**Consigne A:**
Restituez sous forme de liste JSON de chaînes, une chaîne par ligne et sans les lignes vides, la partie des enregistrements qui s'ouvre sur la ligne contenant « of the wall » et se poursuit jusqu'à la fin des enregistrements, ces deux bornes comprises.

::::::::::

En marge de l’abominable, lâche et barbare assassinat de journalistes, de
quatre grands créateurs caricaturistes de Charlie Hebdo, et de deux policiers,
j’exprime ma solidarité n ainsi que mon dégout et mon indignation, tels que je
les avais exprimés, dans cet article que j’avais écrit le 16 mars 1994, suite à
l’assassinat par des intégristes du grand écrivain de théâtre et metteur en
scène algérien Abdelkader Alloua.
Nabyl Lahlou
AU SUIVANT...
Le
terrible dessin de Plantu, illustrant, en première page du Monde, la mort, la
mise à mort de l’écrivain algérien Tahar Djaout, continue de me hanter et
d’habiter ma mémoire. Et chaque fois que je revois ce dessin, je me mets à
trembler en pensant que l’ignorance est une gangrène pour la Lumière. L’ignorance
est génératrice de fanatisme et d’obscurantisme. L’ignorance, quand elle est généralisée dans les esprits
et enracinée dans les cœurs et les regards, se transforme en « science »

::::::::::

**Consigne B:**
Répondez brièvement à ces questions sur le texte fourni.
(i) À quelle date l'article évoqué au début a-t-il été écrit ?
(ii) De quel écrivain algérien le dessin de Plantu illustre-t-il la mort ?
(iii) De quoi l'ignorance est-elle génératrice, selon le texte ?

::::::::::

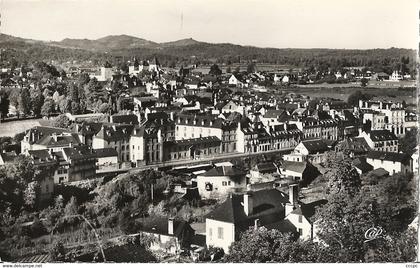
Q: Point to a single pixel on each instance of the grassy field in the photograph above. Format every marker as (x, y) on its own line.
(12, 128)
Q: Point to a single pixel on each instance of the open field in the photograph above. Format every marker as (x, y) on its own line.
(14, 127)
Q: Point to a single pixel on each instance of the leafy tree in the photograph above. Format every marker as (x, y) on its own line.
(409, 141)
(37, 100)
(25, 101)
(364, 82)
(48, 107)
(30, 194)
(341, 176)
(4, 105)
(250, 68)
(215, 70)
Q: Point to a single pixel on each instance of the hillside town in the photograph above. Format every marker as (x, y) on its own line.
(209, 132)
(230, 153)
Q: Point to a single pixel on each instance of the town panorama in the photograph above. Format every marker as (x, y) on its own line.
(120, 149)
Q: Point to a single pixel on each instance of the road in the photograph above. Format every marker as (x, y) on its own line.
(221, 158)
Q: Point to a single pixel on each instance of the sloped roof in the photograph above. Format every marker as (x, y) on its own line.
(389, 156)
(105, 152)
(308, 210)
(382, 135)
(268, 208)
(159, 225)
(223, 171)
(298, 167)
(316, 146)
(58, 140)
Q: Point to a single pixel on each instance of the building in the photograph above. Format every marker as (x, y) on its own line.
(220, 181)
(115, 136)
(313, 150)
(169, 235)
(392, 162)
(381, 140)
(239, 212)
(191, 149)
(106, 159)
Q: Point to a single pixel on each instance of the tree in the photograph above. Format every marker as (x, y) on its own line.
(25, 101)
(262, 245)
(61, 121)
(37, 100)
(250, 68)
(30, 194)
(48, 107)
(215, 70)
(4, 105)
(341, 176)
(409, 141)
(364, 82)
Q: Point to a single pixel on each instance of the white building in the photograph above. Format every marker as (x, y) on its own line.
(220, 181)
(391, 162)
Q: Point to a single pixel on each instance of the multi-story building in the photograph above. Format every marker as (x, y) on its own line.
(313, 128)
(381, 140)
(115, 136)
(394, 115)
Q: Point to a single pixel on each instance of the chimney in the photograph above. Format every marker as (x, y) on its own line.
(248, 204)
(256, 224)
(293, 194)
(171, 226)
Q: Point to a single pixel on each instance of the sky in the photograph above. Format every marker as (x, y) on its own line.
(350, 24)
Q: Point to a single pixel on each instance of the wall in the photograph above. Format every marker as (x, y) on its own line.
(212, 238)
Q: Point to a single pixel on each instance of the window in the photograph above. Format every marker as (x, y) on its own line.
(220, 232)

::::::::::

**Résultat attendu A:**
[
  "Q: Point to a single pixel on each instance of the wall in the photograph above. Format every marker as (x, y) on its own line.",
  "(212, 238)",
  "Q: Point to a single pixel on each instance of the window in the photograph above. Format every marker as (x, y) on its own line.",
  "(220, 232)"
]

**Résultat attendu B:**
(i) Le 16 mars 1994.
(ii) Tahar Djaout.
(iii) De fanatisme et d'obscurantisme.